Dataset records

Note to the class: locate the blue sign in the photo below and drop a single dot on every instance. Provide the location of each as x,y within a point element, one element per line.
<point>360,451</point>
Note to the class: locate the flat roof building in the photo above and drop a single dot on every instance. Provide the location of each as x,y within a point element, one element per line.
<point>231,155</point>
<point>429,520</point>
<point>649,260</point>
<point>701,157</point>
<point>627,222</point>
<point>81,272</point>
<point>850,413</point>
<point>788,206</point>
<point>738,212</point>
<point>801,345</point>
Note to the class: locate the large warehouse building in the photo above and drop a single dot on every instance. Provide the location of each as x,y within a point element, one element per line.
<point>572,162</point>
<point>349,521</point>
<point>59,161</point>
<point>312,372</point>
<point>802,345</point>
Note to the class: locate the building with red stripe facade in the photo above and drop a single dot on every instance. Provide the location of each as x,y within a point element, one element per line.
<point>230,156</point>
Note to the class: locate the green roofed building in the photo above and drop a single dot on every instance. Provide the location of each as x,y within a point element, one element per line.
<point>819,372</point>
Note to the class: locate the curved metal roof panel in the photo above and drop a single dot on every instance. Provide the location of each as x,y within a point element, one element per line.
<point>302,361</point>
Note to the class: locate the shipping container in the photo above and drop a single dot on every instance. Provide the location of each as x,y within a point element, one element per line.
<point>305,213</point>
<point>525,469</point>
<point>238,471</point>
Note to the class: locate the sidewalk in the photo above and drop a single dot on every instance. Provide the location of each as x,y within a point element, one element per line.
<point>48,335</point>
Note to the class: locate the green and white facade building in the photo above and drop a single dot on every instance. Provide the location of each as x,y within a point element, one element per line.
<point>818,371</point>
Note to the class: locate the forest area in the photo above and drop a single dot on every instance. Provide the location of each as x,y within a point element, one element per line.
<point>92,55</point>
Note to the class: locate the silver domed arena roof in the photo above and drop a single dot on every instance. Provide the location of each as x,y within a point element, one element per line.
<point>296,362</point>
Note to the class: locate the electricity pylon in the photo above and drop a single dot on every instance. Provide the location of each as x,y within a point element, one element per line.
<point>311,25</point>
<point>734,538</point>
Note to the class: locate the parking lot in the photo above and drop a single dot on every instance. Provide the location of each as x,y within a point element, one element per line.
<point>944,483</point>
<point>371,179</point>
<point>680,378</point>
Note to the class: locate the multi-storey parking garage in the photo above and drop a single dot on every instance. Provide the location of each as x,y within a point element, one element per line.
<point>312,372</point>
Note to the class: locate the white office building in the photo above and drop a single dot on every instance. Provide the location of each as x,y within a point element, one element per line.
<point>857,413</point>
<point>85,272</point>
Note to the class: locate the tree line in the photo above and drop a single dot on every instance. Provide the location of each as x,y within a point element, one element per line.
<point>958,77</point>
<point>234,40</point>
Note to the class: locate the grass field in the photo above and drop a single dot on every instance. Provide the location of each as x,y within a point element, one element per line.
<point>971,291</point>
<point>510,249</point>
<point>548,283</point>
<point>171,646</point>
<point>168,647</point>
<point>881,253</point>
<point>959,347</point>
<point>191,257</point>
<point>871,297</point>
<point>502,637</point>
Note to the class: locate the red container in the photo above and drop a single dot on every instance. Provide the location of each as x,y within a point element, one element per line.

...

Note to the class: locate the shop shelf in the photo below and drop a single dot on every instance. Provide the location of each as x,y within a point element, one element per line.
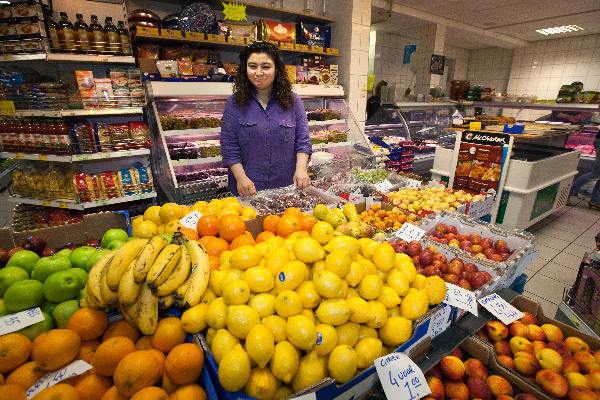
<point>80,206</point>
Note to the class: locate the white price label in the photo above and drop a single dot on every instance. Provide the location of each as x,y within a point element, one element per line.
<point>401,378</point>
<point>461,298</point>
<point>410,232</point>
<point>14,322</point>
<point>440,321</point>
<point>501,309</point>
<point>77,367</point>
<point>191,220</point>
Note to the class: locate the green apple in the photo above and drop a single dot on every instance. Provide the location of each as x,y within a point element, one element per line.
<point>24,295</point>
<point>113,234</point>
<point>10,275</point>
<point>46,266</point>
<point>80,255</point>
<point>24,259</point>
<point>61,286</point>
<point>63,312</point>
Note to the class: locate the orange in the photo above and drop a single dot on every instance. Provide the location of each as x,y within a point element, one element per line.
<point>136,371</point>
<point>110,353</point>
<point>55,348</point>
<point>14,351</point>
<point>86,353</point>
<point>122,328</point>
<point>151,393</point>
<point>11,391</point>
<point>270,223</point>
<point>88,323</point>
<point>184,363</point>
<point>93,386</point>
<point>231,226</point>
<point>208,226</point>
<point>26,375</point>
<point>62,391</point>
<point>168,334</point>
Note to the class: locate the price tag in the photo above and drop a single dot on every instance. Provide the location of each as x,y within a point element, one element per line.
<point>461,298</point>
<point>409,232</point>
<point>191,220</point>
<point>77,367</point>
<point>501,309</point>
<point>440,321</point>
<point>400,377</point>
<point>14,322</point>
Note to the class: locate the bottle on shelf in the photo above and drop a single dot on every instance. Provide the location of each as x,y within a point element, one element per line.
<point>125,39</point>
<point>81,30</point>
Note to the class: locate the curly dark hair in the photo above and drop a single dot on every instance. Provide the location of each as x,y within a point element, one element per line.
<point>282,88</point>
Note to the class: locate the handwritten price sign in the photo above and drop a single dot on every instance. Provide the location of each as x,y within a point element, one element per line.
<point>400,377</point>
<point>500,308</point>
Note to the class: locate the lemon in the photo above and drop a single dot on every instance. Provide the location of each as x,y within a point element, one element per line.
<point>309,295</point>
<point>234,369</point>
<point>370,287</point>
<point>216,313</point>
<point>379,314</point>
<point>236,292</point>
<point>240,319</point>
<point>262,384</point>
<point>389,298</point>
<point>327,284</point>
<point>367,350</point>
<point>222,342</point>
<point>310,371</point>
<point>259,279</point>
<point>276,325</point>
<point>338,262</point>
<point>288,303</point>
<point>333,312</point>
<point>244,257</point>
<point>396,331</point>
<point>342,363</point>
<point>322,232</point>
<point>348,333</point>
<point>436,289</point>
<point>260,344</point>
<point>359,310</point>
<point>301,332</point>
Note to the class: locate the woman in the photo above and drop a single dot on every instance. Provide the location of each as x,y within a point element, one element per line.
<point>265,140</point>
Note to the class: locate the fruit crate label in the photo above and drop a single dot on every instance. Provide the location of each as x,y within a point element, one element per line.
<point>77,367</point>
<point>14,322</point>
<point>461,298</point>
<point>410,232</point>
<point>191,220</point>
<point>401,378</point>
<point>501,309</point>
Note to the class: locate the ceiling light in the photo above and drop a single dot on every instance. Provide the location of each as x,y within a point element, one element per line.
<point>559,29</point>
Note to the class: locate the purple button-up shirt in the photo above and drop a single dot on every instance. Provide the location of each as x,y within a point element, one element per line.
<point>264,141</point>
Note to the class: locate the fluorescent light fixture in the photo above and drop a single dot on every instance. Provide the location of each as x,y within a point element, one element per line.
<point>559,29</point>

* * *

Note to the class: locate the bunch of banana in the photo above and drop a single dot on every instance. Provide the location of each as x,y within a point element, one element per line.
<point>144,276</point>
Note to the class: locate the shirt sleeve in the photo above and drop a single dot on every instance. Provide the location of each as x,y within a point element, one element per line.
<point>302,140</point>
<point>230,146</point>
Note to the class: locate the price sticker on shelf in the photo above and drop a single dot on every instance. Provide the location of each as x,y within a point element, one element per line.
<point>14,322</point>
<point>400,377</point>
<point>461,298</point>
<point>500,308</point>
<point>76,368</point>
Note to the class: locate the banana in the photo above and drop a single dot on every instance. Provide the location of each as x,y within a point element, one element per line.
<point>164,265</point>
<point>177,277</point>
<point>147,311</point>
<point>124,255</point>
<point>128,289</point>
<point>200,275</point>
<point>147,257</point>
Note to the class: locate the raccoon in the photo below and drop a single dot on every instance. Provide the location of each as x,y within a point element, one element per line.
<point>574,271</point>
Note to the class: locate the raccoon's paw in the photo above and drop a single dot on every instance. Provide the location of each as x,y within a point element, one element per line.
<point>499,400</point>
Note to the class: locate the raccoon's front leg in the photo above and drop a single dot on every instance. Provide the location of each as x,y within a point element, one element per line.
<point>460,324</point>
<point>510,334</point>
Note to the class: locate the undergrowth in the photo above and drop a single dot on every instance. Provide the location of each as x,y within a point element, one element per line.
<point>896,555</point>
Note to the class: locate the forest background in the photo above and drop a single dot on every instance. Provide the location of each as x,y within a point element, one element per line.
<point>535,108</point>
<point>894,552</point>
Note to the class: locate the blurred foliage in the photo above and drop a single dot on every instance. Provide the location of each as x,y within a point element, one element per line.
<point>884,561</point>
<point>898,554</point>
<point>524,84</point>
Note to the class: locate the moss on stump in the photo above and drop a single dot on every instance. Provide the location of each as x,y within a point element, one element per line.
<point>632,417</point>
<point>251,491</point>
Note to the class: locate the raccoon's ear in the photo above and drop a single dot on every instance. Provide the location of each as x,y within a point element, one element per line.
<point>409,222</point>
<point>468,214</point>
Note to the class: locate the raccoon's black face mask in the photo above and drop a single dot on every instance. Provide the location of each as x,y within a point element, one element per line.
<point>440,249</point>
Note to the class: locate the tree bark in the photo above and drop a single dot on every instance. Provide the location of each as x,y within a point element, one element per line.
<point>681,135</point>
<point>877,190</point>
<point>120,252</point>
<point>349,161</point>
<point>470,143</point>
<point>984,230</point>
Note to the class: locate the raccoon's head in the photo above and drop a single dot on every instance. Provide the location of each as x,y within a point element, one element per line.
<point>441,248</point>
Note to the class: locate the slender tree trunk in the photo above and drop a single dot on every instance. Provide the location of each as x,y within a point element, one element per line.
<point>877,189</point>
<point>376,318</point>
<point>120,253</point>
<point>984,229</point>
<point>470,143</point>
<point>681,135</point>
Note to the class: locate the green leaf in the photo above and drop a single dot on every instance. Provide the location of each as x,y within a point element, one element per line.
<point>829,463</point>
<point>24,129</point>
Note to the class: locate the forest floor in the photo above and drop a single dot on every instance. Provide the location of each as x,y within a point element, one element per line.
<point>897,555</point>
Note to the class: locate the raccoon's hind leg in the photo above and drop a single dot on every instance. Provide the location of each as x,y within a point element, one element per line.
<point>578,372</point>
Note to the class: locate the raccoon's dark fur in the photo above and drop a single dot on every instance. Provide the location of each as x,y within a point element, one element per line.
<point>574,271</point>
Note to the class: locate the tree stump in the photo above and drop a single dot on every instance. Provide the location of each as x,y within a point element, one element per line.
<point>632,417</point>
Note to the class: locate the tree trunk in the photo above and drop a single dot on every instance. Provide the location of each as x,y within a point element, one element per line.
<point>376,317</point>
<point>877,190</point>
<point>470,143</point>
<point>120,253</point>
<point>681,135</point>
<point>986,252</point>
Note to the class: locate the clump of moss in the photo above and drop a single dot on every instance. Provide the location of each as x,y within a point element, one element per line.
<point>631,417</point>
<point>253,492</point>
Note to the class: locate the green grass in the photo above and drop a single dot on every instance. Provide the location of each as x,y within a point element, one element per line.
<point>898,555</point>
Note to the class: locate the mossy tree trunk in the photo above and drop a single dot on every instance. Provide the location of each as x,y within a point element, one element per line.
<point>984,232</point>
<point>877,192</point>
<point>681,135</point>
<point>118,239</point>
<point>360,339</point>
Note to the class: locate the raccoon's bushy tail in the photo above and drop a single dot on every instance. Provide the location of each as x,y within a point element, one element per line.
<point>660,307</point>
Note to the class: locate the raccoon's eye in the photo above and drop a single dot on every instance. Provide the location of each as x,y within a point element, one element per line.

◆ EXERCISE:
Write out the rows again, starting at the line that contains "Note to the class: locate the tree stump" and ending at the line that contains "<point>986,252</point>", requests included. Shift every x and y coordinate in the answers by -51.

◆ TASK RESULT:
Note to the class: locate the tree stump in the photo above and drop a single dot on every instance. Provide the location of each as x,y within a point element, one element per line.
<point>581,366</point>
Note to the class: locate the tree trunk in the photo above and drop a single dot on every instance. Provide the location of each as x,y within a point element, one element per line.
<point>325,266</point>
<point>826,139</point>
<point>419,92</point>
<point>69,202</point>
<point>630,84</point>
<point>935,201</point>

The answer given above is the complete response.